Reproduce each item below verbatim, keeping every line in its original order.

___ Source data ___

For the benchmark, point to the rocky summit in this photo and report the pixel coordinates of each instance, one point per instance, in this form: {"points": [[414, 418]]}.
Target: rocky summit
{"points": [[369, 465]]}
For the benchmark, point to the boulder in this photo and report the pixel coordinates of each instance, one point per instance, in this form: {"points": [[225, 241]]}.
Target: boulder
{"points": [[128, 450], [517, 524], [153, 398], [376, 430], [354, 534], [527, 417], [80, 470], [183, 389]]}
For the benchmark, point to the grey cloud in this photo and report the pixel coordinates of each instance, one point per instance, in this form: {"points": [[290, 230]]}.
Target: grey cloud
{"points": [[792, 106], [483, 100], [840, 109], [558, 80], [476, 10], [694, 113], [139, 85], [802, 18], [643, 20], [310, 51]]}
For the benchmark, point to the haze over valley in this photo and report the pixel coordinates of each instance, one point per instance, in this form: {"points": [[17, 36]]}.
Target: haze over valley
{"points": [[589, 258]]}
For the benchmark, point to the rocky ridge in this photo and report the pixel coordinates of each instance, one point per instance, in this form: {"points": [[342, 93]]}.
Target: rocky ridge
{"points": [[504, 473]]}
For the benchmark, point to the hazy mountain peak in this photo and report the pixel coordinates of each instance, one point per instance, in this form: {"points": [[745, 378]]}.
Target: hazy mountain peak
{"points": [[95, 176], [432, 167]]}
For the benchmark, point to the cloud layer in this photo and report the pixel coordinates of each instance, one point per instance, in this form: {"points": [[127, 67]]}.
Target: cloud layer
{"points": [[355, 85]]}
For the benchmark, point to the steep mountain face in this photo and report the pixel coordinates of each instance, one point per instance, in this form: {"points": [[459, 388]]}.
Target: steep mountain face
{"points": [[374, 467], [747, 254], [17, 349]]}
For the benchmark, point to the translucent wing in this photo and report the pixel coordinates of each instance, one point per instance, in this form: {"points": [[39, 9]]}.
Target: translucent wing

___

* **Output of the exercise**
For the benchmark, point to the rocky summit in this photo and report the pixel coordinates of each instance, one point per instance, in this form: {"points": [[414, 418]]}.
Target: rocky summit
{"points": [[369, 465]]}
For the benchmark, point to the boulder in this photo and report the pixel coordinates of each instance, one point per instance, in this form: {"points": [[225, 241]]}.
Target: boulder
{"points": [[128, 450], [517, 524], [153, 398], [376, 430], [354, 534], [527, 417], [80, 470], [183, 389]]}
For the benchmark, point to the grey cloud in this photo and report the pixel coordinates of each instance, one point per instance, in this form: {"points": [[290, 230]]}.
Target: grey cloud
{"points": [[792, 106], [483, 100], [840, 109], [558, 80], [476, 10], [694, 113], [139, 85], [802, 18], [643, 20], [310, 51]]}
For the benchmark, point to the haze over valley in this photo and report the pixel coordinates of each instance, one point per instance, in this form: {"points": [[17, 36]]}.
Target: haze over valley
{"points": [[589, 258]]}
For the benchmark, point to the rocky ridge in this photo and report the pixel coordinates of each instance, one point per instance, in this form: {"points": [[342, 93]]}.
Target: rocky ridge
{"points": [[504, 473]]}
For the benchmark, point to the hazy mountain peak in this photo and report the pixel coordinates of each instance, one point per instance, in this form: {"points": [[745, 378]]}.
Target: hazy mountain peak
{"points": [[95, 176], [432, 167]]}
For the benchmark, point to the cloud layer in this photo and report the pixel coordinates of each instance, one point per instance, in this form: {"points": [[127, 67]]}.
Target: cloud layer
{"points": [[355, 85]]}
For the benchmark, point to the steep mountain face in this photo and report the pixel coordinates of each instance, one point per instance, in this form: {"points": [[459, 388]]}.
Target: steep mountain face
{"points": [[374, 467], [747, 254], [17, 349]]}
For the benchmark, point to the translucent wing in this photo and report the pixel coordinates of each instance, one point per instance, in this form: {"points": [[39, 9]]}.
Target: translucent wing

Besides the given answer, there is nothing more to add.